Document section ▸
[start]

Stephen Colbert says he’s running for president of the United States of America. Scared? You should be. So you figure this is for real, and the cat is actually taking a shot at the highest office in the land.
Also, to maintain the suspension of disbelief, he would most likely have to run outside of South Carolina, barring a miraculous write-in movement.
The kids these days seem to like him, and, chances are, if he says the right things he could even grab the youth vote.
Furthermore, a recent Pew Research Center study suggests that members of the Colbert Nation are some of the best-informed television viewers around, which means the trend could spread to other TV-watching people.
Then, they’ll communicate with the book readers and we could really have an election on our hands.
Since the vast majority of us are TV watchers, however, let us assume that, like the other candidates, we get our knowledge about Colbert solely from this limited source.
He’s a family man with a steady, respectable job, shiny teeth, has no criminal record and he brought upon the "truthiness" movement. He seems to know what he’s talking about enough to act like he doesn’t, and he hasn’t screwed us yet. Suddenly, Colbert’s looking like a pretty good candidate with a decent shot.

[end]

Work to do ▸
**a.** In the piece on Stephen Colbert's run for president, what does a recent Pew Research Center study suggest about members of the Colbert Nation?
**b.** Extend the piece on Stephen Colbert's run for president with a few more sentences that pick up after its final line.

Information given ▸

[start]

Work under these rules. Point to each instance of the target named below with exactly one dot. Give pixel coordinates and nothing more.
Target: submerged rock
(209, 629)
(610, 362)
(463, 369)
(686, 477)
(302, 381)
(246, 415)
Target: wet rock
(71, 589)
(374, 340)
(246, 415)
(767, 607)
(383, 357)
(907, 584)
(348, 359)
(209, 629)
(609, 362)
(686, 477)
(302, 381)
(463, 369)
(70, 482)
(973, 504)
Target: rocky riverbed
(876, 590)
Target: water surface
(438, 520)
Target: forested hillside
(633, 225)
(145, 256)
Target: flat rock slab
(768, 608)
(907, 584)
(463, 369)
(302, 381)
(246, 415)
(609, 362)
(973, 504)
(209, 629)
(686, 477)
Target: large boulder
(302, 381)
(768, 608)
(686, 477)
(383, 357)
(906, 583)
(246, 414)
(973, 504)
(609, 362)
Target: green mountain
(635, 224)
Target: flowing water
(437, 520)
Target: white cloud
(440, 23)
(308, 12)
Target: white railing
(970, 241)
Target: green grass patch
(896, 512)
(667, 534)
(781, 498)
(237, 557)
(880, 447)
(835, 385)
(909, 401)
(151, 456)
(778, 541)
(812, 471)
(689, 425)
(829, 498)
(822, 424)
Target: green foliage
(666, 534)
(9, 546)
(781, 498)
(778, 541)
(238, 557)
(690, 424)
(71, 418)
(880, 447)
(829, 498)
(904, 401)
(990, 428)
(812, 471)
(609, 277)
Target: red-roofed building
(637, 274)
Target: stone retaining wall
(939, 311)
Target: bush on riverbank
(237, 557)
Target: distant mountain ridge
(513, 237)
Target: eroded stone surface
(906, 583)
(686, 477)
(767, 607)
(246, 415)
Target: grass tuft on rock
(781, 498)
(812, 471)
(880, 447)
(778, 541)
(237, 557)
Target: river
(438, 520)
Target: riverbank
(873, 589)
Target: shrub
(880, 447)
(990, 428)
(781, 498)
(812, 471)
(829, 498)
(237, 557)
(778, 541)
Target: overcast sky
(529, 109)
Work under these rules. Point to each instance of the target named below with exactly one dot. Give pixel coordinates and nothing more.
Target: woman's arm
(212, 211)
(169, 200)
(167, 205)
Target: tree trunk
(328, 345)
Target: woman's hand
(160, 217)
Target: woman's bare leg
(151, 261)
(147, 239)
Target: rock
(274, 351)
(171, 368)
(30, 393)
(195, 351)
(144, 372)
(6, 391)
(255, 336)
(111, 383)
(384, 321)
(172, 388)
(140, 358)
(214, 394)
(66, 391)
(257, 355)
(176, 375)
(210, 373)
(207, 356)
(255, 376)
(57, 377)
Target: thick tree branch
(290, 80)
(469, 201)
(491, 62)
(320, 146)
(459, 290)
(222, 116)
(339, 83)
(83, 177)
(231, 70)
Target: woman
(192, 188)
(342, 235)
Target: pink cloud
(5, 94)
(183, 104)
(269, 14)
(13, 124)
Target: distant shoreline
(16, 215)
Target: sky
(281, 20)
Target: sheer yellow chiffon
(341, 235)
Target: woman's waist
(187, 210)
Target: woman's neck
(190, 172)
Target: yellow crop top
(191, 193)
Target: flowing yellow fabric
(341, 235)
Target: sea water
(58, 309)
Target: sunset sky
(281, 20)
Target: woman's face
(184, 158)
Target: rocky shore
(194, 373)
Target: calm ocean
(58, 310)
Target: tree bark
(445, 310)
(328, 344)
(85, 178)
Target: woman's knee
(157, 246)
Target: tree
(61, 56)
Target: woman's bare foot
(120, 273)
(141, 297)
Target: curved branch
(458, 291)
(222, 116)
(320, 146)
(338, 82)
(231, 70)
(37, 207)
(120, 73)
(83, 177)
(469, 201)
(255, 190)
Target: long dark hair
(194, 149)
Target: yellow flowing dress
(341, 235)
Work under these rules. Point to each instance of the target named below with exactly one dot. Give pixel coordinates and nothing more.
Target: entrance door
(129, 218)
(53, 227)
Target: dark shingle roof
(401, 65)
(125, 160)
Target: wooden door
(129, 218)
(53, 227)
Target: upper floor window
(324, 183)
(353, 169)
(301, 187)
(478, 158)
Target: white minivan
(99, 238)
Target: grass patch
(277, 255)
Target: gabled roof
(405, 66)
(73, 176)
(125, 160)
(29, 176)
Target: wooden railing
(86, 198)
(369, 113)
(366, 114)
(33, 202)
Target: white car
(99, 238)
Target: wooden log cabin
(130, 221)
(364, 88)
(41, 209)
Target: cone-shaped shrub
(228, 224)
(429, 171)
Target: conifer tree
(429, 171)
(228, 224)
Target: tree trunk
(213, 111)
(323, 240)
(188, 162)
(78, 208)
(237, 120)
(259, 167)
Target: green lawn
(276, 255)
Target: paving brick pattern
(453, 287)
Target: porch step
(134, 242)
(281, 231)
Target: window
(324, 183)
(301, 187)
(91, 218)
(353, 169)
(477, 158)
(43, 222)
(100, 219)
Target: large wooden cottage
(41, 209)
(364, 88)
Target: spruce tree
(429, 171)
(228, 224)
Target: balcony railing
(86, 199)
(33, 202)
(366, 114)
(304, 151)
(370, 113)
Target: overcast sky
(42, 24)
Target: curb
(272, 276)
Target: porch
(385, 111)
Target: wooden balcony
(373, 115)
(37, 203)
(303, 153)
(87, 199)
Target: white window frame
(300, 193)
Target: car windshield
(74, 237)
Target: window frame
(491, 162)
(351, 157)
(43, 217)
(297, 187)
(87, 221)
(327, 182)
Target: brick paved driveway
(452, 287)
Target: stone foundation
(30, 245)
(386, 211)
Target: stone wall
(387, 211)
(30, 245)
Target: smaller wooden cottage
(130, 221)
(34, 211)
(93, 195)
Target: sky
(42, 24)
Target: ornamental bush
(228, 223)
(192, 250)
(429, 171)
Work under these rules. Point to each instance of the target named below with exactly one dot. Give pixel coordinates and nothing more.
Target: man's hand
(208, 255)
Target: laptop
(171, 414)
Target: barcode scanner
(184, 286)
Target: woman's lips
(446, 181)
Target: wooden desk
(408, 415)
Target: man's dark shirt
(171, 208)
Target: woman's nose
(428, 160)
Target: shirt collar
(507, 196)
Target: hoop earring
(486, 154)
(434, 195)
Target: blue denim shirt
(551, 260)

[end]

Task-by-task answers ▸
**a.** They are some of the best-informed television viewers around.

**b.**
Now, this implies that either he is the "mack daddy" as his body of work suggests or that there’s a serious problem with the candidate selection in this election, which is disappointing considering it’s following a fairly unpopular and somehow two-term presidency.
Added to that, the dollar is getting railed by the Euro and has fallen behind even Canadian trade paper, which, in a Super Bowl watching, capitalist nation, is shameful. We’re No. 1,right?
We need to jump on this growing international trend of sustainability, start worrying a little bit less about who we’ve got beef with and how to make money off of each other, and more about how to keep this America thing going.
Our military’s spread all over the place resulting in a hefty tab, confidence is down with a weakening interior and our economy’s slipping. We’re going to need someone at the helm who can handle what appear to be some pretty rough waves ahead.
And who has the best TV smile capable of reinstating faith in the American government? The honorable Stephen Colbert from South Carolina, that’s who.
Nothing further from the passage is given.